• **The exercise**
Produce the listing below again, exactly as shown.

[Entries from a point annotation set]
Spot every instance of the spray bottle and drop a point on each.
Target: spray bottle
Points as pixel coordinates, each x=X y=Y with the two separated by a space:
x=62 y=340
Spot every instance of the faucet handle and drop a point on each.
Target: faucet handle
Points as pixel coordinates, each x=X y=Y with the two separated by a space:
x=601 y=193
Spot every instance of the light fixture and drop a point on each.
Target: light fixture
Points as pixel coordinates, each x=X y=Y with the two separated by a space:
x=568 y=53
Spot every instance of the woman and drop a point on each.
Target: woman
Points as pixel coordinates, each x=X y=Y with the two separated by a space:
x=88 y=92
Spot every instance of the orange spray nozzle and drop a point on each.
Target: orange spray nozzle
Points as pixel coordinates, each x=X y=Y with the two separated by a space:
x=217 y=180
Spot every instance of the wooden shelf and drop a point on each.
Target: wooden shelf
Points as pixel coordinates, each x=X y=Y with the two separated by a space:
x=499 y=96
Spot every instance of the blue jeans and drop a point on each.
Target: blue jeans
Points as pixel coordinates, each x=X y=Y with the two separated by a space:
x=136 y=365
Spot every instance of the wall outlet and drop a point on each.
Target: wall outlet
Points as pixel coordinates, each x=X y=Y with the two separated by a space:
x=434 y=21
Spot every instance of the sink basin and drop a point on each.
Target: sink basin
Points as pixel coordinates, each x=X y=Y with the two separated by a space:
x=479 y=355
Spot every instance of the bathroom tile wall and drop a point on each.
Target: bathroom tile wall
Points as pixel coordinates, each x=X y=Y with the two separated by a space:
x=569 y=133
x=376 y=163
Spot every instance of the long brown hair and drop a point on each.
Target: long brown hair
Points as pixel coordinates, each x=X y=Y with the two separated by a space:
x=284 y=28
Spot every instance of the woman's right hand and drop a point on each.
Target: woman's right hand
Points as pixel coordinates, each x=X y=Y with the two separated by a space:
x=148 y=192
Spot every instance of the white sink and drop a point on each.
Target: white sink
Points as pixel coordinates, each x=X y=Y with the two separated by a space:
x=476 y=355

• **Result for this task**
Spot every instance of the spray bottle and drop a point on each.
Target: spray bottle
Points as pixel coordinates, each x=X y=Y with the two separated by a space:
x=62 y=340
Spot every instance of the faucet handle and drop a point on each.
Target: faucet handle
Points as pixel coordinates, each x=X y=Y with the two separated by a space:
x=601 y=193
Spot every instance of the light fixture and drop a point on each.
Target: light fixture
Points as pixel coordinates, each x=X y=Y with the two separated by a space:
x=568 y=53
Spot every instance of the woman and drop a point on each.
Target: woman
Points as pixel coordinates, each x=X y=Y with the two separated by a space:
x=88 y=92
Spot every instance of the orange spray nozzle and drop a point on each.
Target: orange spray nozzle
Points as pixel coordinates, each x=X y=Y with the two separated by a space:
x=217 y=180
Spot every instance of the wooden shelf and drop a point on each.
Target: wooden shelf
Points as pixel coordinates, each x=X y=Y with the two separated by a space:
x=499 y=96
Spot every instance of the blue jeans and drop a point on each.
Target: blue jeans
Points as pixel coordinates, each x=X y=Y with the two separated by a space:
x=136 y=365
Spot every instance of the wall outlet and drop a point on each.
Target: wall outlet
Points as pixel coordinates, each x=X y=Y with the two separated by a space:
x=434 y=21
Spot every instance of the sink basin and drop a point on each.
Target: sink basin
Points as pixel coordinates, each x=X y=Y with the two separated by a space:
x=479 y=355
Spot every instance of the bathroom tile wall and drop a point on each.
Target: bathroom tile wall
Points as pixel coordinates, each x=X y=Y with the two separated by a space:
x=569 y=133
x=376 y=163
Spot every instance of the long brown hair and drop a point on each.
Target: long brown hair
Points as pixel coordinates, each x=X y=Y with the two separated by a space:
x=284 y=28
Spot every instance of the woman's right hand and drop a point on each.
Target: woman's right hand
Points as pixel coordinates, each x=X y=Y with the two separated by a space:
x=148 y=192
Spot every instance of the white sink and drop a point on each.
Target: white sink
Points as pixel coordinates, each x=X y=Y with the two separated by a space:
x=476 y=355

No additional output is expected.